**THE REQUEST**
Copy out the whole text below on how Web Jury calculates its trust scores and bias ratings, word for word.

**SOURCE**
____

A deep dive into how Web Jury calculates trust scores, political bias ratings, and accuracy metrics.
Every entity on Web Jury receives a trust score from 1 to 5 stars, calculated as a weighted average of all community reviews. Not all reviews are weighted equally — the system factors in reviewer trust level, verification status, and recency.
Reviewer trust weighting: Reviews from users with higher trust scores (based on account history, helpfulness votes, and verification) carry proportionally more weight. This rewards consistently helpful, high-quality reviewers.
Time decay: More recent reviews are weighted more heavily than older ones, ensuring scores reflect current perceptions rather than outdated assessments.
Minimum threshold:A minimum of 5 reviews is required before a trust score is publicly displayed. Below this threshold, the entity shows a "Not enough data" indicator.
Every review includes a mandatory political bias vote on a 7-point scale: Far Left, Left, Center-Left, Center, Center-Right, Right, Far Right. The aggregate bias position is calculated using a weighted median rather than a mean, making it highly resistant to vote brigading attempts.

____

**DATA SUPPLIED**
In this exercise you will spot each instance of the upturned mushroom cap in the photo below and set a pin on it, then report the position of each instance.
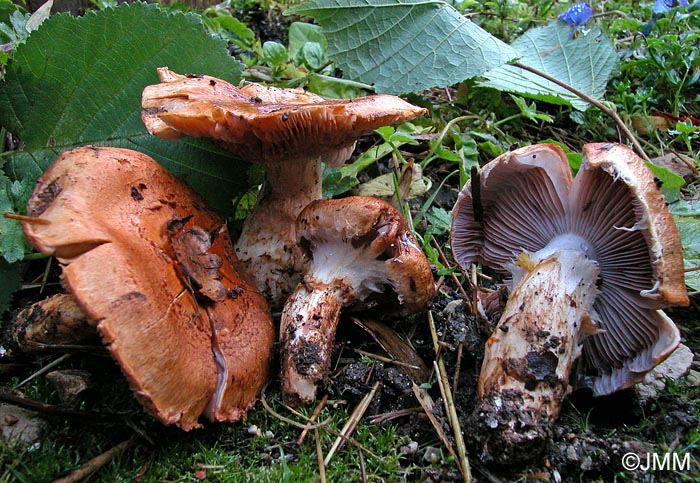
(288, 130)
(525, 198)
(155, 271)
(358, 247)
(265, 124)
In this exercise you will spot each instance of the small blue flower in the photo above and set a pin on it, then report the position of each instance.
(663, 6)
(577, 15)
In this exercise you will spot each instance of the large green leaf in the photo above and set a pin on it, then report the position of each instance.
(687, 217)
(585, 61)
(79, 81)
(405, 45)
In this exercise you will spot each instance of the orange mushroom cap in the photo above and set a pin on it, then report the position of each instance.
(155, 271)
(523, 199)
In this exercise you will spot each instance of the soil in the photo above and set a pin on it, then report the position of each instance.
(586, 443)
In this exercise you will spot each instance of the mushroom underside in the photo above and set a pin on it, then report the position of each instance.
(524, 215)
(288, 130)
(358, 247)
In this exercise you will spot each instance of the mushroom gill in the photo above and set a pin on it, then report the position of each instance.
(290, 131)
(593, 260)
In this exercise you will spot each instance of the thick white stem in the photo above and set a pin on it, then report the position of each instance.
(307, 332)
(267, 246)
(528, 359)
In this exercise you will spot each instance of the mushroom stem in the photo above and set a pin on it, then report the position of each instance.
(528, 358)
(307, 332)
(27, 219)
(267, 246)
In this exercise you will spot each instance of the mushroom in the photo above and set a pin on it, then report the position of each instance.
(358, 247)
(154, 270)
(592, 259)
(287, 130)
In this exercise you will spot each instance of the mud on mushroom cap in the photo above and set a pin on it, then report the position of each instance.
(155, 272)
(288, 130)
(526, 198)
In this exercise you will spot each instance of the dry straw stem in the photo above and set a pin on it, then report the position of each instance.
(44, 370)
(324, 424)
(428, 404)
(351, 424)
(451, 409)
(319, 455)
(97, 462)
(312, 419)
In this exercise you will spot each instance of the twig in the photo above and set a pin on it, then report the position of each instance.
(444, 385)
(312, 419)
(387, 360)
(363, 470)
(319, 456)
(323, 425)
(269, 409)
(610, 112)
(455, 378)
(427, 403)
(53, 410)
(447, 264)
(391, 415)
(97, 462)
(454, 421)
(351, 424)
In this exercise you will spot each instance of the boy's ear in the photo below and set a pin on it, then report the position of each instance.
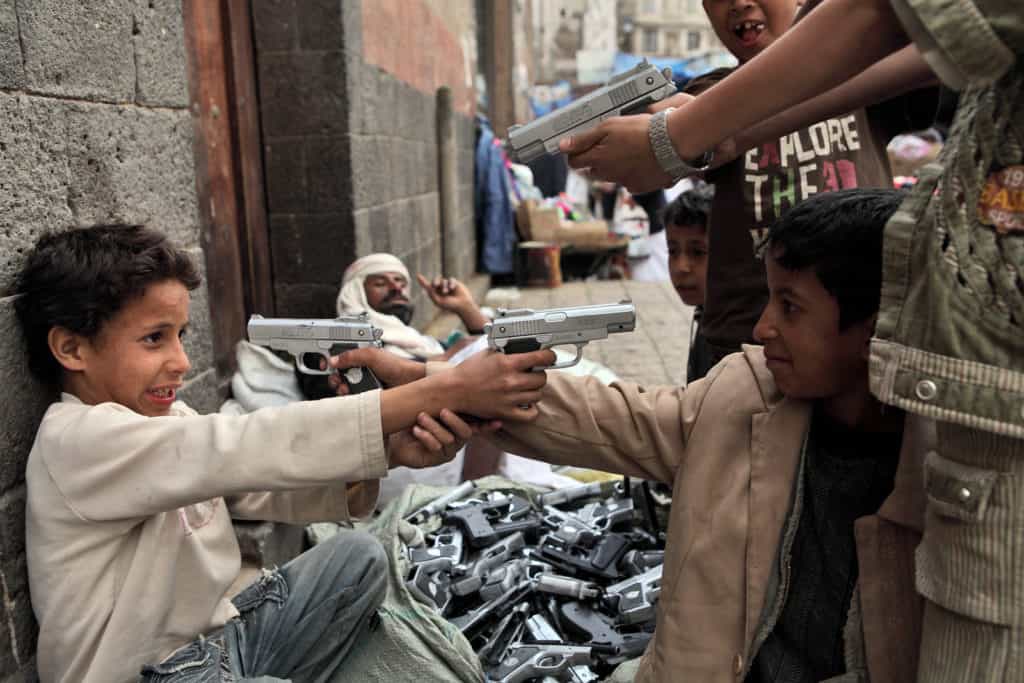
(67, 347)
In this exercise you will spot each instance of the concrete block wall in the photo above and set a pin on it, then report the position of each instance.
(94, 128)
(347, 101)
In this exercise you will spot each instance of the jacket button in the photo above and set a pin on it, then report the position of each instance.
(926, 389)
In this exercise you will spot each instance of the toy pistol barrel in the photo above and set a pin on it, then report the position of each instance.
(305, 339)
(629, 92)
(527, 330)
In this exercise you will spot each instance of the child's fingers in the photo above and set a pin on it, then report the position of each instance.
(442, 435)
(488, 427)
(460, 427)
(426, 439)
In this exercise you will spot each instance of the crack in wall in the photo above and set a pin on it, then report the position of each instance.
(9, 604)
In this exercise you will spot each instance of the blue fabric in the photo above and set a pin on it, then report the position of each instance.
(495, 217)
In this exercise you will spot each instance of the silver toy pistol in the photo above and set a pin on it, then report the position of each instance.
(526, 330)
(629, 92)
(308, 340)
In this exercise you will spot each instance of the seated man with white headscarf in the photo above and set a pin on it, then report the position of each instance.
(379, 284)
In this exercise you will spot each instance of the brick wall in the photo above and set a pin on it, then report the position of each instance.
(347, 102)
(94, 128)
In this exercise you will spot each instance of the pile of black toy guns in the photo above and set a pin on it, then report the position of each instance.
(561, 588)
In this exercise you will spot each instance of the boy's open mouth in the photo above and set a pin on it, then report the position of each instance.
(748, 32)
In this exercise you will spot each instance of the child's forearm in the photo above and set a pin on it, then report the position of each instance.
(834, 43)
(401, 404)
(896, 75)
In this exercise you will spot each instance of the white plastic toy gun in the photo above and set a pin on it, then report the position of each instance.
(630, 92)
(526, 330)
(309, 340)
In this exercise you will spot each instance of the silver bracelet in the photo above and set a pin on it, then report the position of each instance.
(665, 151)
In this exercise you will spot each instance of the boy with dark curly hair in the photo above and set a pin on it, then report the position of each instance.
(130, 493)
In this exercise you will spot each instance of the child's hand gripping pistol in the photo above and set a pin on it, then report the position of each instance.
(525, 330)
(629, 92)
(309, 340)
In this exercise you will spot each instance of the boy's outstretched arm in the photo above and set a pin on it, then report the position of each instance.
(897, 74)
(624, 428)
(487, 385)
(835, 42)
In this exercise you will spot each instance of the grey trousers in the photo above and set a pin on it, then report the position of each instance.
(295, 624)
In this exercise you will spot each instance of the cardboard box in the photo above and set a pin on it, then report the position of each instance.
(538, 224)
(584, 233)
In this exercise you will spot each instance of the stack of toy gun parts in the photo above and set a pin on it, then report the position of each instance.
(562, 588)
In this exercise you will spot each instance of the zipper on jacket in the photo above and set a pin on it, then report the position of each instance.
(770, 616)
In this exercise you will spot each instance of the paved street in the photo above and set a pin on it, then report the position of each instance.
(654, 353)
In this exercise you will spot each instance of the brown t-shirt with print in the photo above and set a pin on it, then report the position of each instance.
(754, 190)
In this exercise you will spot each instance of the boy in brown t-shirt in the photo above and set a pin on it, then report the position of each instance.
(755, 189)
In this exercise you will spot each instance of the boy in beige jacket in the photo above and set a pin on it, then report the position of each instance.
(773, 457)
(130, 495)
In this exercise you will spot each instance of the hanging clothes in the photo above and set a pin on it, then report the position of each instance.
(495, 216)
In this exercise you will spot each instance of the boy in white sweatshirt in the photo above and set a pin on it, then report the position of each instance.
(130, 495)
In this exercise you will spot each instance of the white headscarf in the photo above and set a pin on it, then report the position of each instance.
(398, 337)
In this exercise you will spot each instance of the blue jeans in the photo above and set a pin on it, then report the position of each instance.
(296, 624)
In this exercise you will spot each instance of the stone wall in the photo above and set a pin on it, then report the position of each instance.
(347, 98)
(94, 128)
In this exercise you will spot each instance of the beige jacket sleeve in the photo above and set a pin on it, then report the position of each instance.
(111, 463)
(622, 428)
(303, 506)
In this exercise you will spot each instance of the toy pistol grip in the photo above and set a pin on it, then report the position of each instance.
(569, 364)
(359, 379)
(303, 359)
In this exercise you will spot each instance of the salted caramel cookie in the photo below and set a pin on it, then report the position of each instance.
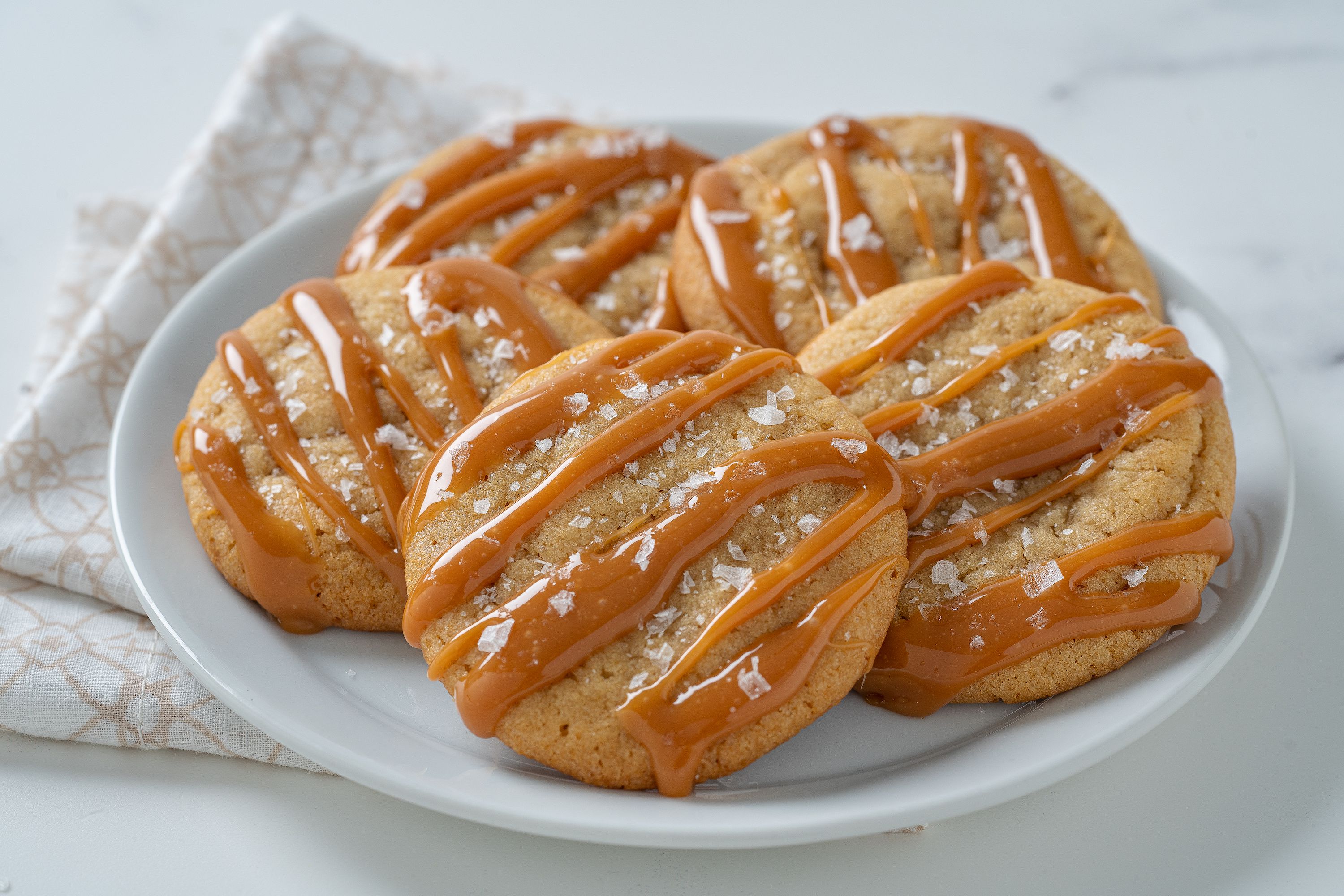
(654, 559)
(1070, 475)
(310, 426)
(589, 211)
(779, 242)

____

**RESULT**
A deep dive into how Web Jury calculates trust scores, political bias ratings, and accuracy metrics.
Every entity on Web Jury receives a trust score from 1 to 5 stars, calculated as a weighted average of all community reviews. Not all reviews are weighted equally — the system factors in reviewer trust level, verification status, and recency.
Reviewer trust weighting: Reviews from users with higher trust scores (based on account history, helpfulness votes, and verification) carry proportionally more weight. This rewards consistently helpful, high-quality reviewers.
Time decay: More recent reviews are weighted more heavily than older ones, ensuring scores reflect current perceptions rather than outdated assessments.
Minimum threshold:A minimum of 5 reviews is required before a trust score is publicly displayed. Below this threshold, the entity shows a "Not enough data" indicator.
Every review includes a mandatory political bias vote on a 7-point scale: Far Left, Left, Center-Left, Center, Center-Right, Right, Far Right. The aggregate bias position is calculated using a weighted median rather than a mean, making it highly resistant to vote brigading attempts.